Sweet Corn and Tomato Salad (i.e. leftover veggies salad)

5 ears cooked sweet corn, kernels removed
1 heirloom yellow tomato
1 handful of grape tomatoes
2 grilled summer squash
vinaigrette, to taste

Chop all veggies, toss with vinaigrette, season with s&p if necessary. Enjoy! Seriously, this was just me using up leftover cooked veggies in the fridge and tomatoes that needed to get eaten. Happy days for husband and toddler alike. Oh, and also me!

Beet & Carrot Salad (pictured at top)

3 fresh carrots, shredded (I don't recommend using supermarket carrots for this--they can be ok for a stew, but in a simple salad like this you want them sweet, juicy, and delicious.)
3 medium sized fresh beets, peeled and shredded
vinaigrette (again, a simple mix of olive oil, your favorite vinegar, and s&p is really the best dressing here, but store bought can also work)

Toss all ingredients and enjoy. Yes, it's that easy. As you can see from the picture above (I'm cheating and using an old one that predates our lettuce problem), this salad is a fabulous lettuce topper. But, it's also delicious as a side or a snack straight out of the fridge. Earthy, sweet, crunchy, and super quick to make. When it comes to summer salads, this is an EcoFoodie favorite.

All of these salads are incredibly versatile, and there are endless variations you can try. Two things they all have in common? They're great as a pot luck side dish, and they always pair fabulously with a crisp glass of prosecco on a hot summer night. Enjoy!

------------------------------------------------

**PROBLEM SET**.
• 1. List the ingredients given for the sweet corn and tomato salad in the salad recipes.
• 2. Duplicate the passage of the salad recipes from "3 fresh carrots, shredded" to "juicy, and delicious.)".
None of the entries is needed.

(Position identification records)

------------------------------------------------

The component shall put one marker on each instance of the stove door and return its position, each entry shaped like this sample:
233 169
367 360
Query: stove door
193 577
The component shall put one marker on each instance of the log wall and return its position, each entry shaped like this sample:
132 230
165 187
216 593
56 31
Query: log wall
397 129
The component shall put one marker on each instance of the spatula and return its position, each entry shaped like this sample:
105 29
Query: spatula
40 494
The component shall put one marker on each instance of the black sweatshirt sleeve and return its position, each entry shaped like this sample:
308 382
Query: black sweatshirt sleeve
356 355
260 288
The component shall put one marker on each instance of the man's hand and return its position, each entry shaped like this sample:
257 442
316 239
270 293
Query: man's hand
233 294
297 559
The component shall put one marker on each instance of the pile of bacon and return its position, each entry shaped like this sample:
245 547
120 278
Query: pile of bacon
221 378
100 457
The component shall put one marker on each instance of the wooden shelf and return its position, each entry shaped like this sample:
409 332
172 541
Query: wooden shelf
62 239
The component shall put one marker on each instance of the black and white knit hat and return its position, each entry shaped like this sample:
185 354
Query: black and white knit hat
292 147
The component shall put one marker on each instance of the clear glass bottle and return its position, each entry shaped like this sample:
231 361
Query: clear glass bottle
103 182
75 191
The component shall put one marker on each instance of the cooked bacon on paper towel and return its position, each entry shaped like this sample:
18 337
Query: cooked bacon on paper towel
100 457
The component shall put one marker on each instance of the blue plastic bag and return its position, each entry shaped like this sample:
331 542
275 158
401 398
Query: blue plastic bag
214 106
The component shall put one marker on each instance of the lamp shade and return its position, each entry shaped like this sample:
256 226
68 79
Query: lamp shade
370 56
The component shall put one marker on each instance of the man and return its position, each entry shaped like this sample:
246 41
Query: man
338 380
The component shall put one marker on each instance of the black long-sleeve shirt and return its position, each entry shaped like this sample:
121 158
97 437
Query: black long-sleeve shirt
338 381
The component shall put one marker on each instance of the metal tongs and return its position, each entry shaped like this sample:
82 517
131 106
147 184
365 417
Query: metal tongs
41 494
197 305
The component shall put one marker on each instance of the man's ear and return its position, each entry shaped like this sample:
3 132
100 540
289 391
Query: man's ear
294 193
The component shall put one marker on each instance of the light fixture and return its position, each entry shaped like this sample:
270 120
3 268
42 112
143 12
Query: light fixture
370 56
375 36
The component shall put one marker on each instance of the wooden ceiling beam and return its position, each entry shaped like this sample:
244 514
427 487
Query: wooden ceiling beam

------------------------------------------------

**EXPECTED ANSWERS**.
• 1.
5 ears cooked sweet corn, kernels removed
1 heirloom yellow tomato
1 handful of grape tomatoes
2 grilled summer squash
vinaigrette, to taste

• 2.
3 fresh carrots, shredded (I don't recommend using supermarket carrots for this--they can be ok for a stew, but in a simple salad like this you want them sweet, juicy, and delicious.)